• _DO THIS_
Set down each of the lines below verbatim, without changing anything.

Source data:
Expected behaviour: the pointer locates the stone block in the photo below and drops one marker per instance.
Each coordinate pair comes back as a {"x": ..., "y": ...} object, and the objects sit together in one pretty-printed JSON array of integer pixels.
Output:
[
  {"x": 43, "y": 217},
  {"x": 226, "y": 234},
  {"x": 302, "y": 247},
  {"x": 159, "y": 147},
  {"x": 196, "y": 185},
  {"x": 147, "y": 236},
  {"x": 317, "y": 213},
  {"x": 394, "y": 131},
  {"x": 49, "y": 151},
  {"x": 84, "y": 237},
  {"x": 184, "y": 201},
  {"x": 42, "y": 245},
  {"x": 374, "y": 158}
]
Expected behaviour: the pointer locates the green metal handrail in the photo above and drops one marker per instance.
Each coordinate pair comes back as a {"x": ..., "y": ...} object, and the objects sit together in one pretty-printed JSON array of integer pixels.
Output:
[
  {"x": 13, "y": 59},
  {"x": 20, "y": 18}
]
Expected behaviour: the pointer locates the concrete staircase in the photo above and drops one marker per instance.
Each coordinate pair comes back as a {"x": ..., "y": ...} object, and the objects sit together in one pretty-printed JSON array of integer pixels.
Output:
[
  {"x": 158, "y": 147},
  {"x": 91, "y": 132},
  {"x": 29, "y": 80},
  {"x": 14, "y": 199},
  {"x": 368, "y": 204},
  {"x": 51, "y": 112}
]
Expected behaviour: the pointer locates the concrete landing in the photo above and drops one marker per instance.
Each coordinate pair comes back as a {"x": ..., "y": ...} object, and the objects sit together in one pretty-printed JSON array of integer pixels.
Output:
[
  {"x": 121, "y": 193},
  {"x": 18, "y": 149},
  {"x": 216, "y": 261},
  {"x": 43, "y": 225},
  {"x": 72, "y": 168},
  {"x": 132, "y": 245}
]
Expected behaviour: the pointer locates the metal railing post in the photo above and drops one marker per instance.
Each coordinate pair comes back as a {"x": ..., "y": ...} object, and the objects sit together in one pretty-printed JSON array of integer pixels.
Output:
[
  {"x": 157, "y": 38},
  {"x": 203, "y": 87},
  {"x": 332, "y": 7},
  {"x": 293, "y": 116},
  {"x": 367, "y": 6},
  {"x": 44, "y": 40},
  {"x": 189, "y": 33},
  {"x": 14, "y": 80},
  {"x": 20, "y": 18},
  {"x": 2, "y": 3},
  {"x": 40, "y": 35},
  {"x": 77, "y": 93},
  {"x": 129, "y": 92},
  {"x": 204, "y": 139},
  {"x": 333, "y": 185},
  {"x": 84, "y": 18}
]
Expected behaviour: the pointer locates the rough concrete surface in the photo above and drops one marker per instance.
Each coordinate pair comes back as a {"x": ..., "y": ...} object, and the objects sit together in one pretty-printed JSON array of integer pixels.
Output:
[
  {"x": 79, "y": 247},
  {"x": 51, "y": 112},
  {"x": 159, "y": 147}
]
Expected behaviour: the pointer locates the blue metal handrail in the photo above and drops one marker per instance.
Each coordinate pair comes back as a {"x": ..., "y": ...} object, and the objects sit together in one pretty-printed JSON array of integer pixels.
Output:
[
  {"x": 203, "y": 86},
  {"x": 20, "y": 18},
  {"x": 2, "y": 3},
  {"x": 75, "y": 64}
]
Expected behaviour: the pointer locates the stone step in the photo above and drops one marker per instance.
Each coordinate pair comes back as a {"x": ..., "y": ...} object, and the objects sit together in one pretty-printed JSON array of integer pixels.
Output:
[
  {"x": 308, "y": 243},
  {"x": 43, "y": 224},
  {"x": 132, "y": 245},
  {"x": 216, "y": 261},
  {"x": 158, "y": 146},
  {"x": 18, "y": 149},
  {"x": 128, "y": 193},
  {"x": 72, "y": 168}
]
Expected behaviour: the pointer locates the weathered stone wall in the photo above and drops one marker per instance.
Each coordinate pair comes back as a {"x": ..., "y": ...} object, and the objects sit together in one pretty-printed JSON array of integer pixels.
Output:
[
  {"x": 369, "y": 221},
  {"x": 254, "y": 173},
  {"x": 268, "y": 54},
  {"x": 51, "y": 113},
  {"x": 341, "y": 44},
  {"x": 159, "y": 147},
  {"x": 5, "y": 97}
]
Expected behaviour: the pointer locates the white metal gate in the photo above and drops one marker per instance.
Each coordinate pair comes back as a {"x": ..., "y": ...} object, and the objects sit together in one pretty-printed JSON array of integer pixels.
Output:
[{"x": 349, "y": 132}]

• _EXERCISE ANSWER_
Expected behaviour: the pointer locates the stone block in the photo below and drops one marker per instance.
Each coordinate pair comes back as a {"x": ..., "y": ...} object, and the objects sit together in one pretty-printed JSON array of integer pixels.
Output:
[
  {"x": 43, "y": 217},
  {"x": 226, "y": 234},
  {"x": 302, "y": 247},
  {"x": 159, "y": 147},
  {"x": 196, "y": 185},
  {"x": 147, "y": 236},
  {"x": 317, "y": 213},
  {"x": 394, "y": 131},
  {"x": 49, "y": 151},
  {"x": 84, "y": 237},
  {"x": 184, "y": 201},
  {"x": 42, "y": 245},
  {"x": 374, "y": 158}
]
Expected behaviour: the pointer locates the green metal handrail in the photo above and drops one marker per instance.
Each coordinate pair comes back as a {"x": ..., "y": ...} object, and the objects sit together in one pretty-printed JSON array of integer pixels.
Output:
[
  {"x": 13, "y": 59},
  {"x": 20, "y": 18}
]
Expected behaviour: the pointer locates the concrete staircase in the photo above and drops one marker per instance.
Each coordinate pair comes back as a {"x": ..., "y": ...} object, and the objects sit together in one pretty-printed JSON array of integer pixels.
Output:
[
  {"x": 158, "y": 147},
  {"x": 91, "y": 132},
  {"x": 29, "y": 80},
  {"x": 14, "y": 199},
  {"x": 368, "y": 204},
  {"x": 51, "y": 112}
]
Expected behaviour: the pointer locates the concrete landing in the photo above and drops one marker per instance.
Each coordinate pair comes back as a {"x": ..., "y": ...} object, and the objects sit together in one pretty-printed JSON array of integer pixels.
Output:
[
  {"x": 121, "y": 193},
  {"x": 18, "y": 149},
  {"x": 216, "y": 261},
  {"x": 43, "y": 225},
  {"x": 72, "y": 168},
  {"x": 132, "y": 245}
]
Expected behaviour: the pointer locates the metal railing post in the photo above and drops one marker per instance.
Each coordinate pair comes back as a {"x": ..., "y": ...} object, and the objects sit together in one pretty-printed JSON array of integer pixels.
Output:
[
  {"x": 157, "y": 38},
  {"x": 203, "y": 87},
  {"x": 332, "y": 7},
  {"x": 293, "y": 116},
  {"x": 367, "y": 6},
  {"x": 44, "y": 40},
  {"x": 189, "y": 33},
  {"x": 14, "y": 80},
  {"x": 20, "y": 18},
  {"x": 2, "y": 3},
  {"x": 40, "y": 35},
  {"x": 77, "y": 93},
  {"x": 129, "y": 92},
  {"x": 204, "y": 139},
  {"x": 333, "y": 185},
  {"x": 84, "y": 18}
]
Expected behaviour: the pointer locates the rough concrete surface in the photo above and drops one marker per instance.
Each coordinate pair comes back as a {"x": ..., "y": ...} object, and the objects sit together in one pretty-printed JSON array of integer pixels.
Output:
[
  {"x": 79, "y": 247},
  {"x": 51, "y": 112},
  {"x": 159, "y": 147}
]
Expected behaviour: the pointer locates the blue metal handrail in the photo above and drops one marker per instance.
Each coordinate pair comes back as a {"x": ..., "y": ...} object, and the objects sit together in one pretty-printed JSON array of integer pixels.
Output:
[
  {"x": 203, "y": 86},
  {"x": 20, "y": 18},
  {"x": 2, "y": 3},
  {"x": 75, "y": 64}
]
Expected behaviour: the pointer locates the stone step in the photo above and drops one marker per instance.
Each coordinate pair comes back as a {"x": ..., "y": ...} object, and the objects sit together in one pretty-printed JSON array of integer pixels.
Output:
[
  {"x": 308, "y": 243},
  {"x": 43, "y": 224},
  {"x": 132, "y": 245},
  {"x": 216, "y": 261},
  {"x": 158, "y": 146},
  {"x": 18, "y": 149},
  {"x": 128, "y": 193},
  {"x": 72, "y": 168}
]
Expected behaviour: the pointer locates the weathered stone wall in the photo above and drops one marker per instance.
Each coordinate pair comes back as a {"x": ..., "y": ...} object, and the objects sit together in one pretty-printed JSON array of integer pixels.
Output:
[
  {"x": 369, "y": 221},
  {"x": 254, "y": 173},
  {"x": 268, "y": 54},
  {"x": 51, "y": 113},
  {"x": 341, "y": 44},
  {"x": 159, "y": 147},
  {"x": 5, "y": 97}
]
Expected behaviour: the pointer locates the white metal gate in the photo above and drops one marker per instance.
Each coordinate pair comes back as a {"x": ..., "y": ...} object, and the objects sit together in one pretty-printed JSON array of integer pixels.
Output:
[{"x": 349, "y": 132}]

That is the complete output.